PASSAGE TO READ
^^^^

Title:Predicting Citrullination Sites in Protein Sequences Using mRMR Method and Random Forest Algorithm
Volume: 20
Issue: 2
Author(s): Qing Zhang, Xijun Sun, Kaiyan Feng, ShaoPeng Wang, Yu-Hang Zhang, SiBao Wang, Lin Lu and Yu-Dong Cai*
Affiliation:
- School of Life Sciences, Shanghai University, Shanghai 200444,China
Keywords:
Post-translational modification, citrullination site, maximum relevance minimum redundancy, random forest.
Abstract: Background: As one of essential post-translational modifications (PTMs), the citrullination
or deimination on an arginine residue would change the molecular weight and electrostatic
charge of its side-chain. And it has been found that the citrullination in protein sequences was
catalyzed by a type of Ca2+-dependent enzyme family called peptidylarginine deiminase (PAD),
which include five isotypes: PAD1, 2, 3, 4/5, and 6. Citrullinated proteins participate in many
biological processes, e.g. the citrullination of myelin basic protein (MBP) assists the early
development of central nervous system. However, abnormal modifications on citrullinated proteins
would also lead to some severe human diseases including multiple sclerosis and rheumatoid arthritis.
Objective: Therefore, it is necessary and important to identify the citrullination sites in protein
sequences. The information about the location of citrulliantion sites in protein sequences will be
useful to investigate the molecular functions and disease mechanisms related to citrullinated
proteins.
Materials and Methods: In this study, we investigated the peptide segments that contain the
citrullination sites in the centers, which were encoded into numeric digits from four aspects. Thus,
we yielded a training set with 116 positive samples and 232 negative samples. Then, a reliable
feature selection technique, called maximum-relevance-minimum-redundancy (mRMR), was applied
to analyze these features, and four algorithms, including random forest (RF), Dagging, nearest
neighbor algorithm (NNA), and support vector machine (SVM), together with the incremental
feature selection (IFS) method were adopted to extract important features.

^^^^

THE DATA
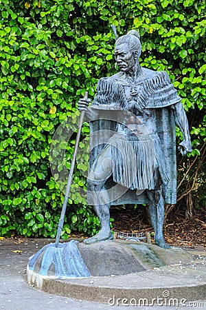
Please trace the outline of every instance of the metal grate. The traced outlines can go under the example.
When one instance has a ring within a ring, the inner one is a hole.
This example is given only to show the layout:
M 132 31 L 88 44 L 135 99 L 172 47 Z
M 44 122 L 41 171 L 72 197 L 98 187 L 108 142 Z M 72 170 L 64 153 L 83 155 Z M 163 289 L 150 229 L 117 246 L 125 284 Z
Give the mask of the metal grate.
M 117 234 L 117 239 L 124 239 L 130 241 L 146 241 L 150 243 L 150 234 L 149 232 L 146 233 L 124 233 L 118 231 Z

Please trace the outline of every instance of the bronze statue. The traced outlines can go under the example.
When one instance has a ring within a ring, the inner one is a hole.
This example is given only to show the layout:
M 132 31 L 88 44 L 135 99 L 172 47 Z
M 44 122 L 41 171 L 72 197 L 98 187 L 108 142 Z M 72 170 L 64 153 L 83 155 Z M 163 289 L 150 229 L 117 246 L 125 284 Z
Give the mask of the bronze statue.
M 183 133 L 183 154 L 192 151 L 190 132 L 167 73 L 141 67 L 141 52 L 137 31 L 117 39 L 115 56 L 120 72 L 100 79 L 90 107 L 89 99 L 78 102 L 90 121 L 88 203 L 101 223 L 100 231 L 84 240 L 87 244 L 113 238 L 111 205 L 149 203 L 155 242 L 169 247 L 163 225 L 164 203 L 176 199 L 175 123 Z M 108 138 L 101 144 L 104 133 Z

^^^^

TO DO
From the abstract on predicting citrullination sites, copy out the stretch from "Materials and Methods: In" through "extract important features.". The entries have nothing to do with this.

WRITTEN SOLUTION
Materials and Methods: In this study, we investigated the peptide segments that contain the
citrullination sites in the centers, which were encoded into numeric digits from four aspects. Thus,
we yielded a training set with 116 positive samples and 232 negative samples. Then, a reliable
feature selection technique, called maximum-relevance-minimum-redundancy (mRMR), was applied
to analyze these features, and four algorithms, including random forest (RF), Dagging, nearest
neighbor algorithm (NNA), and support vector machine (SVM), together with the incremental
feature selection (IFS) method were adopted to extract important features.